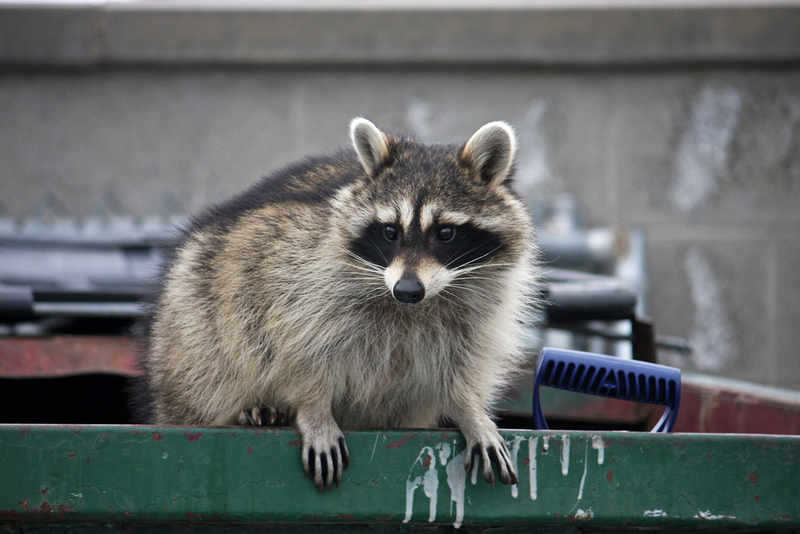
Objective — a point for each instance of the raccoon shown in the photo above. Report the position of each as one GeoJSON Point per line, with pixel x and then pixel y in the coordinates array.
{"type": "Point", "coordinates": [384, 286]}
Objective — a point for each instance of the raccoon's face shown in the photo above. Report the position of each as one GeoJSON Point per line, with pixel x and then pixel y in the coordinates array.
{"type": "Point", "coordinates": [421, 252]}
{"type": "Point", "coordinates": [433, 224]}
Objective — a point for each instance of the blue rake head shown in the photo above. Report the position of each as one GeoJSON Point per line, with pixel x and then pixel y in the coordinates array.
{"type": "Point", "coordinates": [607, 376]}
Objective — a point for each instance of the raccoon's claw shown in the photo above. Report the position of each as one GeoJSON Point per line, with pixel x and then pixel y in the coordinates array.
{"type": "Point", "coordinates": [324, 465]}
{"type": "Point", "coordinates": [494, 452]}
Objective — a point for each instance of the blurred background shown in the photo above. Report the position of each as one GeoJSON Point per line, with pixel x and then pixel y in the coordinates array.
{"type": "Point", "coordinates": [664, 131]}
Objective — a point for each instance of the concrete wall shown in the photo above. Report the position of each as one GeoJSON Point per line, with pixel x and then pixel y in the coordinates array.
{"type": "Point", "coordinates": [684, 121]}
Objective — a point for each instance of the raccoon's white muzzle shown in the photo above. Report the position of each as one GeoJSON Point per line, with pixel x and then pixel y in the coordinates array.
{"type": "Point", "coordinates": [408, 290]}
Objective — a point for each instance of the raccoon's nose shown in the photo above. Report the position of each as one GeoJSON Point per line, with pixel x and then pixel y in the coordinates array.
{"type": "Point", "coordinates": [409, 290]}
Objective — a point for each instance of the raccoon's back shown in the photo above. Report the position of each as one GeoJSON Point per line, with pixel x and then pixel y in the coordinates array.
{"type": "Point", "coordinates": [310, 182]}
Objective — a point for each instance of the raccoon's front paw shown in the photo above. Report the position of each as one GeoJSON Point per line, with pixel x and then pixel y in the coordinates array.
{"type": "Point", "coordinates": [325, 456]}
{"type": "Point", "coordinates": [492, 449]}
{"type": "Point", "coordinates": [261, 416]}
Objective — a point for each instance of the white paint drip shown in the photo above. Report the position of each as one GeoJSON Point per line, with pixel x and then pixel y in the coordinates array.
{"type": "Point", "coordinates": [655, 513]}
{"type": "Point", "coordinates": [712, 334]}
{"type": "Point", "coordinates": [411, 487]}
{"type": "Point", "coordinates": [514, 454]}
{"type": "Point", "coordinates": [703, 151]}
{"type": "Point", "coordinates": [564, 454]}
{"type": "Point", "coordinates": [430, 485]}
{"type": "Point", "coordinates": [533, 444]}
{"type": "Point", "coordinates": [600, 446]}
{"type": "Point", "coordinates": [457, 480]}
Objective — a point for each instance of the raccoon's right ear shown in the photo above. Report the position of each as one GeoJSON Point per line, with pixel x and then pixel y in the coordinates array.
{"type": "Point", "coordinates": [491, 152]}
{"type": "Point", "coordinates": [371, 144]}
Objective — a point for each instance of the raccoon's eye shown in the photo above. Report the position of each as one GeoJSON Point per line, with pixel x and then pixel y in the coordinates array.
{"type": "Point", "coordinates": [446, 233]}
{"type": "Point", "coordinates": [390, 232]}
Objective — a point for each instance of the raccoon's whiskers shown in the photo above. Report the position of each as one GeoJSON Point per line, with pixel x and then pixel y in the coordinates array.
{"type": "Point", "coordinates": [479, 258]}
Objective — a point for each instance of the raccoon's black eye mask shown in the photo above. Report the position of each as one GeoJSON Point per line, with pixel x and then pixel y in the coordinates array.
{"type": "Point", "coordinates": [453, 246]}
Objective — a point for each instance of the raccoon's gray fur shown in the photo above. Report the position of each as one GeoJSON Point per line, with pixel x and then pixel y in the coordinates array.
{"type": "Point", "coordinates": [385, 287]}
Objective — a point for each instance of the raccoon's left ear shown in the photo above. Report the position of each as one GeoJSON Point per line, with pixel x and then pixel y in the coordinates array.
{"type": "Point", "coordinates": [371, 144]}
{"type": "Point", "coordinates": [491, 151]}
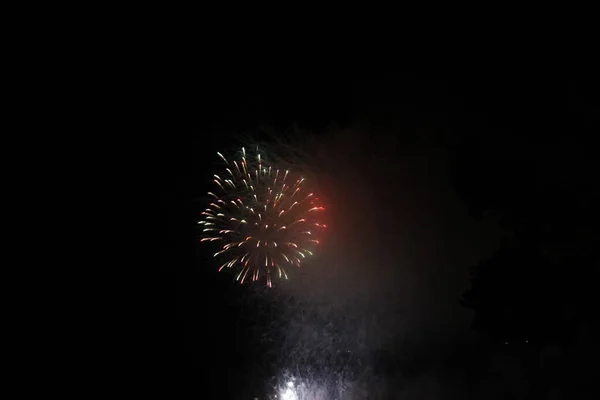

◆ Problem to work on
Copy out the whole listing above word for word, without the pictures.

◆ Full answer
Objective — a point for each instance of the raccoon shown in the photo above. Report the position of each as one GeoJSON Point per line, with pixel x and then pixel y in the coordinates array.
{"type": "Point", "coordinates": [384, 286]}
Objective — a point for each instance of the raccoon's face shown in the photo above. Report the position of each as one GeoJSON Point per line, with pixel x and then pixel y in the coordinates array.
{"type": "Point", "coordinates": [421, 252]}
{"type": "Point", "coordinates": [433, 224]}
Objective — a point for each instance of the blue rake head shown in the photo above. Report the position of each as one GeoJSON Point per line, with pixel x and then pixel y in the coordinates array.
{"type": "Point", "coordinates": [607, 376]}
Objective — a point for each instance of the raccoon's claw shown in the photo above. Report the position of each as one GeoJSON Point per line, with pixel x and then pixel y in the coordinates array.
{"type": "Point", "coordinates": [324, 465]}
{"type": "Point", "coordinates": [494, 452]}
Objective — a point for each instance of the blurred background shown in the photo above. Report the position of each as one GeoJSON Point per line, with pixel x and then pixel y in the coordinates array.
{"type": "Point", "coordinates": [664, 131]}
Objective — a point for each instance of the concrete wall shown in the photo above. Report the position of each as one GeoJSON Point per line, with pixel x and then pixel y in the coordinates array.
{"type": "Point", "coordinates": [684, 121]}
Objective — a point for each instance of the raccoon's white muzzle shown in the photo above. Report the position of each as one GeoJSON Point per line, with pixel x and then pixel y in the coordinates array.
{"type": "Point", "coordinates": [408, 290]}
Objective — a point for each instance of the raccoon's nose shown in the photo above. Report the position of each as one GeoJSON Point per line, with pixel x and then pixel y in the coordinates array.
{"type": "Point", "coordinates": [409, 290]}
Objective — a point for each instance of the raccoon's back shown in the photo above. Report the position of each as one GeoJSON Point per line, with pixel x and then pixel y in the coordinates array.
{"type": "Point", "coordinates": [310, 182]}
Objective — a point for each instance of the raccoon's front paw shown in the photo above. Report the position of each as one GeoJSON Point per line, with pixel x and then pixel y in the coordinates array.
{"type": "Point", "coordinates": [325, 456]}
{"type": "Point", "coordinates": [492, 449]}
{"type": "Point", "coordinates": [261, 416]}
Objective — a point for each instance of the white paint drip shown in the photo above. Report the position of each as one GeoJSON Point per line, with pixel x and then pixel y in the coordinates array.
{"type": "Point", "coordinates": [655, 513]}
{"type": "Point", "coordinates": [712, 334]}
{"type": "Point", "coordinates": [411, 487]}
{"type": "Point", "coordinates": [514, 454]}
{"type": "Point", "coordinates": [703, 151]}
{"type": "Point", "coordinates": [564, 454]}
{"type": "Point", "coordinates": [430, 485]}
{"type": "Point", "coordinates": [533, 444]}
{"type": "Point", "coordinates": [600, 446]}
{"type": "Point", "coordinates": [457, 480]}
Objective — a point for each instance of the raccoon's right ear shown in the photo above. Report the position of each as one GeoJSON Point per line, with pixel x and then pixel y in the coordinates array.
{"type": "Point", "coordinates": [491, 152]}
{"type": "Point", "coordinates": [371, 144]}
Objective — a point for each instance of the raccoon's eye shown in the photo above. Report the position of each as one GeoJSON Point per line, with pixel x and then pixel y in the coordinates array.
{"type": "Point", "coordinates": [446, 233]}
{"type": "Point", "coordinates": [390, 232]}
Objective — a point for each instance of the raccoon's whiskers shown in the photo above. Report the position of each as one GeoJSON Point per line, with pixel x and then pixel y in the coordinates array.
{"type": "Point", "coordinates": [479, 258]}
Objective — a point for each instance of the raccoon's black eye mask shown in the photo above. Report the position of each as one GeoJSON Point per line, with pixel x and then pixel y in the coordinates array.
{"type": "Point", "coordinates": [453, 246]}
Objective — a point for each instance of the raccoon's gray fur shown in the photo above. Report the position of each as one GeoJSON Point per line, with pixel x and then pixel y in the coordinates array.
{"type": "Point", "coordinates": [385, 287]}
Objective — a point for each instance of the raccoon's left ear shown in the photo above. Report the position of each as one GeoJSON Point per line, with pixel x and then pixel y in the coordinates array.
{"type": "Point", "coordinates": [371, 144]}
{"type": "Point", "coordinates": [491, 151]}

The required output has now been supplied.